## WHAT TO DO
Translate this sentence from the notes on Greek goddesses into Spanish: "She was the only mortal Gorgon, probably because of a mutation."

## PROVIDED PASSAGE

77. The four virgin goddesses (Athena, Artemis, Hestia and Hekatê) are all asexual, but Athena and Artemis are demiromantic, while Hestia and Hekatê are aromantic.
78. Although Athena is demiromantic, she has never been in love as in she has never formed an emotional attachment other than Storge (familiar love) or Philia (deep friendship). She would, however be capable of Agape (unconditional, selfless love) or Pragma (enduring, grounded love). What she isn’t capable of is Eros (passionate, physical love), Ludus (playful love) and Mania (obsessive love).
88. The incident with Medusa getting raped by Poseidon inside Athena’s temple never happened. I went with the version in Hesiod’s Theogony: Medusa was a Gorgon from birth and together with her sisters a daughter of Phorkys and Keto, two ancient marine deities. She was the only mortal Gorgon, probably because of a mutation. Her affair with Poseidon was consensual. The rape account is a late one and comes from Ovid, a Roman writer, who wrote his Metamorphoses as a jab against the authorities (the Metamorphoses portrait all mortals as hapless victims and the gods as bigger dicks than the Greeks themselves saw their gods).

## DATA SECTION
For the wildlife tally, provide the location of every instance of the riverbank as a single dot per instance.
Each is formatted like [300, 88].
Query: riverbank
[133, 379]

## SOLUTION FOR THIS EXERCISE
Era la única Gorgona mortal, probablemente debido a una mutación.